TASK TO CARRY OUT »
Transcribe, word for word, the line containing "of the jeep" and each line following it through the end of the listing below. Omit all other lines.

DATA »
⁂

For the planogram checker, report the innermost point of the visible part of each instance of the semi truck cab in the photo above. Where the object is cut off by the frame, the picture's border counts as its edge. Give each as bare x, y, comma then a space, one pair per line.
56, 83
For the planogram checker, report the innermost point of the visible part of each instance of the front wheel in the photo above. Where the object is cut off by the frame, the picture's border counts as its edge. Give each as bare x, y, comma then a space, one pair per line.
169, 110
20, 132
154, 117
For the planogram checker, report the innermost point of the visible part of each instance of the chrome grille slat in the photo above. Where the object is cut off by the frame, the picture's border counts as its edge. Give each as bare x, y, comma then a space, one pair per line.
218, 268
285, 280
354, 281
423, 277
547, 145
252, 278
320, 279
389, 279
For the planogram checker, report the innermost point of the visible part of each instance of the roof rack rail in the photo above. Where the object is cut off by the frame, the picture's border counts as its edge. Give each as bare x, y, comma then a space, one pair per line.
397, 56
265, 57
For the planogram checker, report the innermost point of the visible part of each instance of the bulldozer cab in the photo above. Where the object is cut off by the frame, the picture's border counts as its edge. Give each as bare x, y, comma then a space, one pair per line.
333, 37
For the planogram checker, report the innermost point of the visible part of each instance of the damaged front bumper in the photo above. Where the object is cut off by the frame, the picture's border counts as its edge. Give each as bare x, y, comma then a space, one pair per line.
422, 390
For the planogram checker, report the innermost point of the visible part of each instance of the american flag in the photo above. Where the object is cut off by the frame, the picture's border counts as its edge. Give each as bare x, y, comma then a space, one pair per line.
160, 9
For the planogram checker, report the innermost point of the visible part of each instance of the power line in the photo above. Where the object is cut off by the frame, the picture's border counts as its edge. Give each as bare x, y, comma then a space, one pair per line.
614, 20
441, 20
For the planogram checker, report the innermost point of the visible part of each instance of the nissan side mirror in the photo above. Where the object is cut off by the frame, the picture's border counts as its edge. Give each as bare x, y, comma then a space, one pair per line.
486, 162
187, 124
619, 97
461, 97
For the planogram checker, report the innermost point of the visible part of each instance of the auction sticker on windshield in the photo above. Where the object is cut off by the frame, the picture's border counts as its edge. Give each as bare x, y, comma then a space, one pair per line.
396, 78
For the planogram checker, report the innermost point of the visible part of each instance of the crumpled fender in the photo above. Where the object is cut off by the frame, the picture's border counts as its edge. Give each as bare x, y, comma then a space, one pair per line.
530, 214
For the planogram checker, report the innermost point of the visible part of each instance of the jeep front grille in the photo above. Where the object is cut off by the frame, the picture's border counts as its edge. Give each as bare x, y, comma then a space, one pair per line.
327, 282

⁂

THE ANSWER »
For the planogram checker, report the innermost point of the visible part of each instance of the jeep front grille in the photo above. Where the object is cut off by the frame, the picture's border counts as its edge. Give each as bare x, y, comma then a space, one pair per line.
327, 282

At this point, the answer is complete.